───── Records to process ─────
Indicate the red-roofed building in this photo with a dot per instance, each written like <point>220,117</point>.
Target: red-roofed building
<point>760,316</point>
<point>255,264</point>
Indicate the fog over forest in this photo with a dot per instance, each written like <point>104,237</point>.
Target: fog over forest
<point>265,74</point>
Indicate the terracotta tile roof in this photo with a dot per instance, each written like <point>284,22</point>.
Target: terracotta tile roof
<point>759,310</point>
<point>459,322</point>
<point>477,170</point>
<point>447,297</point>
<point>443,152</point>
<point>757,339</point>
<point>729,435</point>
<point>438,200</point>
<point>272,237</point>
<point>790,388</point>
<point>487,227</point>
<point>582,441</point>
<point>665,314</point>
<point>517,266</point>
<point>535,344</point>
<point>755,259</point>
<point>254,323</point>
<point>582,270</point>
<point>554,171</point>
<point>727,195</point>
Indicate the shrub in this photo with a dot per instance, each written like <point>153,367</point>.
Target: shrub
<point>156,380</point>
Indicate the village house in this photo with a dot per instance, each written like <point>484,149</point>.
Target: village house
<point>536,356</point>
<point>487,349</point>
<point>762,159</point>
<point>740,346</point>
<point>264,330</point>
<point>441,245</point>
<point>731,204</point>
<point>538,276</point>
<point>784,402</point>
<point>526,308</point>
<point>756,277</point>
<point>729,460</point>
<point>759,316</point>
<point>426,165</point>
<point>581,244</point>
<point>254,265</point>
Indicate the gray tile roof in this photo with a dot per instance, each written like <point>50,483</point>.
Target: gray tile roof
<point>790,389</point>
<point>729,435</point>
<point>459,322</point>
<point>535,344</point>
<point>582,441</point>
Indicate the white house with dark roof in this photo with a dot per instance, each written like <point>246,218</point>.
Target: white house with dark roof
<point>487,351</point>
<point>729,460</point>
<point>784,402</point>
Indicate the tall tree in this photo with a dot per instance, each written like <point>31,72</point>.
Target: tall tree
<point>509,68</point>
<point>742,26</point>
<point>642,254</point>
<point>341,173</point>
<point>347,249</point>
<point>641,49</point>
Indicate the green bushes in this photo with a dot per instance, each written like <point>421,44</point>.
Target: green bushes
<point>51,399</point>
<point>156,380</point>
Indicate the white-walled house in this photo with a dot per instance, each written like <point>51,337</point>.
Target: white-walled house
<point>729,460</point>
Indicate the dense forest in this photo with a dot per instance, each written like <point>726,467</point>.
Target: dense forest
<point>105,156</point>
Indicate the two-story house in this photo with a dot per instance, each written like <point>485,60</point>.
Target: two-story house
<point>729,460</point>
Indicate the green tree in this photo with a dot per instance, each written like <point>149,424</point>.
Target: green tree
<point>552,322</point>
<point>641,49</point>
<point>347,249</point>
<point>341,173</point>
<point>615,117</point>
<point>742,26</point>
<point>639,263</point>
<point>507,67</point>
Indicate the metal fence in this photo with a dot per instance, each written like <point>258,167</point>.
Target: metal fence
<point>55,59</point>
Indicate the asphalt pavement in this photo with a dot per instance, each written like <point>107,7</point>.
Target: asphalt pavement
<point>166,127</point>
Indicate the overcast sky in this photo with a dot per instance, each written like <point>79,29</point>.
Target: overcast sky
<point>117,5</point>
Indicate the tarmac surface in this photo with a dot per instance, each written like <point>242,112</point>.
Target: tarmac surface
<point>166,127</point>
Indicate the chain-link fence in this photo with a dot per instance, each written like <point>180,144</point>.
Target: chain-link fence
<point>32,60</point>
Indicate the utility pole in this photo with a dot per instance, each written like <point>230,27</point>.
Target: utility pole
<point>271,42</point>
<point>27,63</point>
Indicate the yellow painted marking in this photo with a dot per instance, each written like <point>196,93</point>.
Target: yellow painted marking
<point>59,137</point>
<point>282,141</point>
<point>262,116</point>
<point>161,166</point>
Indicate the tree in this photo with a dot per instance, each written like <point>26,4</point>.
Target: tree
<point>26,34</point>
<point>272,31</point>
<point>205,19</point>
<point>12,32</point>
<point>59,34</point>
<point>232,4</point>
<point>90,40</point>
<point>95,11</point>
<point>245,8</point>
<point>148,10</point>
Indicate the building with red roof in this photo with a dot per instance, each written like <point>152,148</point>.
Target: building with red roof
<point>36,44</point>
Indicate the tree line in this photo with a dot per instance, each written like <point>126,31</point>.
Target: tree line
─────
Written exercise: Please convert all of the records above into a numbered list, one line per item, leaving out blank lines.

Output for this task:
1. Indicate the red-roofed building in this photo with a dot per instance, each written like <point>220,117</point>.
2. Target: red-roofed building
3. <point>760,316</point>
4. <point>255,264</point>
5. Indicate the fog over forest in this photo with a dot per instance, each written like <point>104,237</point>.
6. Target: fog over forest
7. <point>265,74</point>
8. Indicate the terracotta tile roof in this photo with a dot per instance, each written like <point>284,22</point>.
9. Target: terracotta tile roof
10. <point>759,310</point>
11. <point>459,322</point>
12. <point>477,170</point>
13. <point>447,297</point>
14. <point>443,152</point>
15. <point>757,339</point>
16. <point>729,435</point>
17. <point>438,200</point>
18. <point>272,237</point>
19. <point>790,388</point>
20. <point>487,227</point>
21. <point>582,441</point>
22. <point>665,314</point>
23. <point>517,266</point>
24. <point>535,344</point>
25. <point>755,259</point>
26. <point>254,323</point>
27. <point>582,270</point>
28. <point>554,171</point>
29. <point>727,195</point>
30. Indicate the shrub in this photo with a dot per instance, each written like <point>153,367</point>.
31. Target: shrub
32. <point>156,380</point>
33. Indicate the village house in this photo with a dot per instance, each written like <point>484,149</point>.
34. Target: village house
35. <point>536,356</point>
36. <point>487,349</point>
37. <point>762,159</point>
38. <point>740,346</point>
39. <point>264,330</point>
40. <point>441,245</point>
41. <point>731,204</point>
42. <point>538,276</point>
43. <point>784,402</point>
44. <point>526,308</point>
45. <point>756,277</point>
46. <point>729,460</point>
47. <point>759,316</point>
48. <point>426,165</point>
49. <point>581,244</point>
50. <point>254,265</point>
51. Indicate the gray tile roof in this photo with a dot per instance, each written like <point>50,483</point>.
52. Target: gray tile roof
53. <point>790,389</point>
54. <point>729,435</point>
55. <point>459,322</point>
56. <point>535,344</point>
57. <point>582,441</point>
58. Indicate the white house with dark roof in this photo with a dot per instance, each written like <point>246,218</point>.
59. Target: white house with dark roof
60. <point>487,351</point>
61. <point>729,460</point>
62. <point>784,402</point>
63. Indicate the tall tree in this photo with a dot per instance, each written like <point>31,72</point>.
64. Target: tall tree
65. <point>509,68</point>
66. <point>742,26</point>
67. <point>642,254</point>
68. <point>341,173</point>
69. <point>347,249</point>
70. <point>641,49</point>
71. Indicate the green bushes in this photo with a dot per instance, each written like <point>421,44</point>.
72. Target: green bushes
73. <point>51,399</point>
74. <point>156,380</point>
75. Indicate the white-walled house in this photo with a dot per instance, each written like <point>51,337</point>.
76. Target: white-walled house
77. <point>729,460</point>
78. Indicate the dense forest in this photo with a dot per instance, each written like <point>726,467</point>.
79. Target: dense forest
80. <point>105,156</point>
81. Indicate the two-story house in this photo with a dot per instance, each written like <point>485,60</point>.
82. Target: two-story house
83. <point>729,460</point>
84. Indicate the green tree in this photo with a dot per instance, each written like <point>149,424</point>.
85. Target: green tree
86. <point>552,322</point>
87. <point>641,49</point>
88. <point>347,249</point>
89. <point>341,173</point>
90. <point>615,117</point>
91. <point>742,26</point>
92. <point>639,263</point>
93. <point>507,67</point>
94. Indicate the metal fence in this photo with a dot per instance, each written like <point>258,167</point>.
95. Target: metal fence
96. <point>55,59</point>
97. Indicate the asphalt pavement in this photo with a dot per instance, each written like <point>107,7</point>.
98. Target: asphalt pavement
99. <point>166,127</point>
100. Indicate the overcast sky in this photo with a dot per instance, each written like <point>79,29</point>.
101. Target: overcast sky
102. <point>117,5</point>
103. Indicate the tarmac surface in this photo with a dot per instance, each written like <point>242,112</point>.
104. Target: tarmac surface
105. <point>166,127</point>
106. Indicate the chain-link fence in this photo with a dot per instance, each written like <point>180,144</point>.
107. Target: chain-link fence
108. <point>32,60</point>
109. Indicate the utility pole in this photo with a dot per instance, each written like <point>230,27</point>.
110. Target: utility pole
111. <point>271,42</point>
112. <point>27,63</point>
113. Indicate the yellow painted marking in this photo with a dot per instance, each written like <point>196,93</point>.
114. Target: yellow painted marking
115. <point>59,137</point>
116. <point>282,141</point>
117. <point>262,116</point>
118. <point>161,166</point>
119. Indicate the tree in this photo with a dot per instance, each written like <point>26,4</point>.
120. Target: tree
121. <point>26,34</point>
122. <point>272,31</point>
123. <point>205,19</point>
124. <point>12,32</point>
125. <point>59,34</point>
126. <point>232,4</point>
127. <point>90,40</point>
128. <point>95,11</point>
129. <point>245,8</point>
130. <point>148,10</point>
131. Indicate the building with red roof in this photo with a dot per instance, each written like <point>152,148</point>.
132. Target: building with red roof
133. <point>36,44</point>
134. Indicate the tree line in this photo with a dot per instance, each written like <point>126,31</point>.
135. Target: tree line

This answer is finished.